Extract provided —
From 9113b50c9674c1821a337195ae3cd7f0bb9a86c0 Mon Sep 17 00:00:00 2001
From: thomwolf <thomwolf@gmail.com>
Date: Fri, 5 Jul 2019 11:31:51 +0200
Subject: [PATCH] hubs [WIP]

---
 hubconfs/xlm_hubconf.py                       | 167 ++++++++++++++++++
 .../{xlnet_hubconf.py => xlnet_hubconf.1.py}  |   0
 2 files changed, 167 insertions(+)
 create mode 100644 hubconfs/xlm_hubconf.py
 rename hubconfs/{xlnet_hubconf.py => xlnet_hubconf.1.py} (100%)

diff --git a/hubconfs/xlm_hubconf.py b/hubconfs/xlm_hubconf.py
new file mode 100644
index 0000000000..154f875bfb
--- /dev/null
+++ b/hubconfs/xlm_hubconf.py
@@ -0,0 +1,167 @@
+from pytorch_pretrained_bert.tokenization_xlm import XLMTokenizer
+from pytorch_pretrained_bert.modeling_xlm import (
+    XLMConfig,
+    XLMModel,
+    XLMWithLMHeadModel,
+    XLMForSequenceClassification,
+    XLMForQuestionAnswering
+)
+
+# A lot of models share the same param doc. Use a decorator
+# to save typing
+xlm_start_docstring = """
+    Model class adapted from the XLM Transformer model of
+        "Cross-lingual Language Model Pretraining" by Guillaume Lample, Alexis Conneau
+        Paper: https://arxiv.org/abs/1901.07291
+        Original code: https://github.com/facebookresearch/XLM
+
+    Example:
+        # Load the tokenizer
+        >>> import torch
+        >>> tokenizer = torch.hub.load('huggingface/pytorch-pretrained-BERT', 'xlmTokenizer', 'xlm-mlm-en-2048')
+
+        #  Prepare tokenized input
+        >>> text_1 = "Who was Jim Henson ?"
+        >>> text_2 = "Jim Henson was a puppeteer"
+        >>> indexed_tokens_1 = tokenizer.encode(text_1)
+        >>> indexed_tokens_2 = tokenizer.encode(text_2)
+        >>> tokens_tensor_1 = torch.tensor([indexed_tokens_1])
+        >>> tokens_tensor_2 = torch.tensor([indexed_tokens_2])
+"""
+
+# A lot of models share the same param doc. Use a decorator
+# to save typing
+xlm_end_docstring = """
+    Params:
+        pretrained_model_name_or_path: either:
+            - a str with the name of a pre-trained model to load selected in the list of:
+                . `xlm-mlm-en-2048`
+            - a path or url to a pretrained model archive containing:
+                . `config.json` a configuration file for the model
+                . `pytorch_model.bin` a PyTorch dump created using the `convert_xlm_checkpoint_to_pytorch` conversion script
+        cache_dir: an optional path to a folder in which the pre-trained models will be cached.
+        state_dict: an optional state dictionary (collections.OrderedDict object) to use instead of pre-trained models
+        *inputs, **kwargs: additional input for the specific XLM class
+"""

Given material —

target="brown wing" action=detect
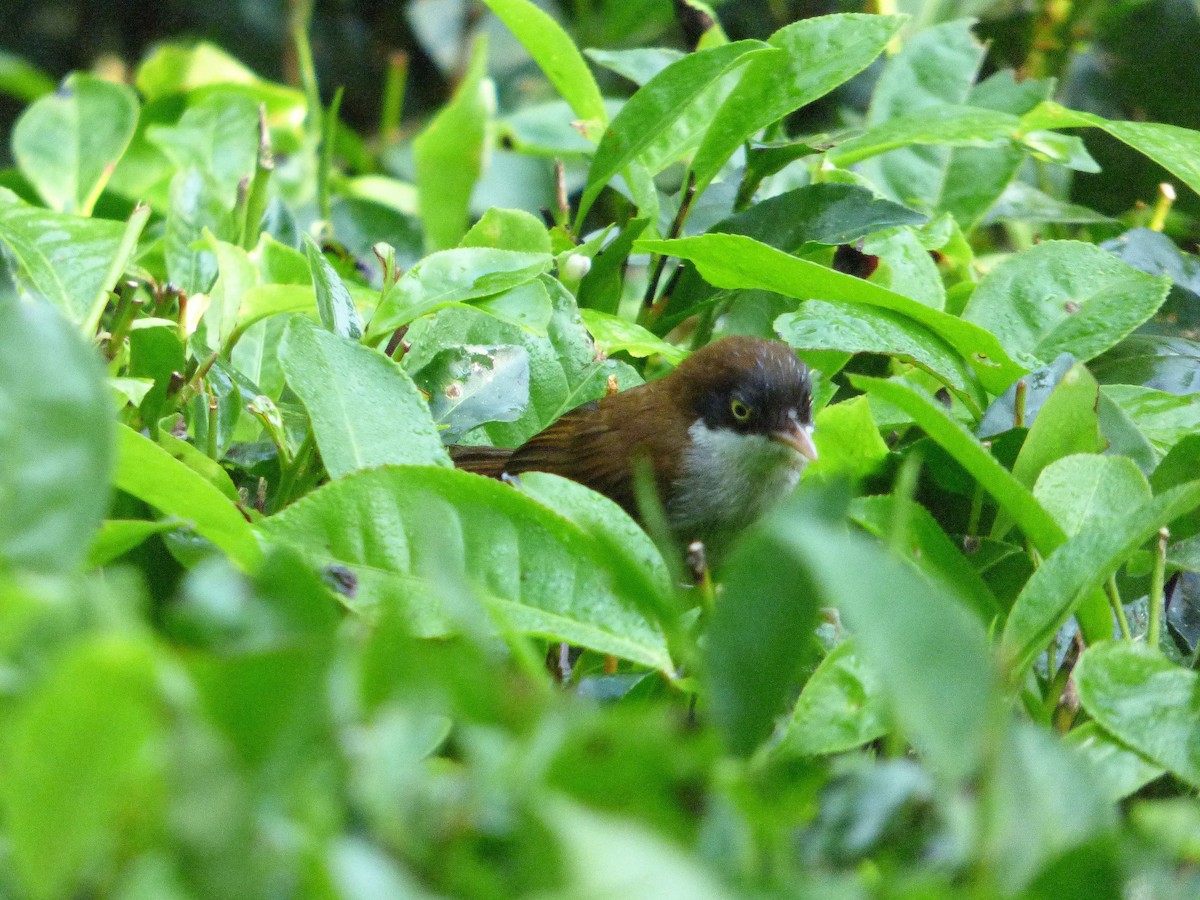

Goals —
(A) Answer these from the XLM hub configuration patch:
(i) What email address appears in the patch's From line?
(ii) What new name is xlnet_hubconf.py given?
(iii) What pre-trained model name is listed under the params for pretrained_model_name_or_path?
(B) Carry on the XLM hub configuration patch from its last line.
None of the data is needed for this work.

Answers —
(A)
(i) thomwolf@gmail.com
(ii) xlnet_hubconf.1.py
(iii) `xlm-mlm-en-2048`

(B)
+
+
+def _begin_with_docstring(docstr):
+    def docstring_decorator(fn):
+        fn.__doc__ = fn.__doc__ + docstr
+        return fn
+    return docstring_decorator
+
+def _end_with_docstring(docstr):
+    def docstring_decorator(fn):
+        fn.__doc__ = fn.__doc__ + docstr
+        return fn
+    return docstring_decorator
+
+
+def xlmTokenizer(*args, **kwargs):
+    """
+    Instantiate a XLM BPE tokenizer for XLM from a pre-trained vocab file.
+
+    Args:
+    pretrained_model_name_or_path: Path to pretrained model archive
+                                   or one of pre-trained vocab configs below.
+                                       * xlm-mlm-en-2048
+    Keyword args:
+    special_tokens: Special tokens in vocabulary that are not pretrained
+                    Default: None
+    max_len: An artificial maximum length to truncate tokenized sequences to;
+             Effective maximum length is always the minimum of this
+             value (if specified) and the underlying model's
+             sequence length.
+             Default: None
+
+    Example:
+        >>> import torch
+        >>> tokenizer = torch.hub.load('huggingface/pytorch-pretrained-BERT', 'xlmTokenizer', 'xlm-mlm-en-2048')
+
+        >>> text = "Who was Jim Henson ?"
+        >>> indexed_tokens = tokenizer.encode(tokenized_text)
+    """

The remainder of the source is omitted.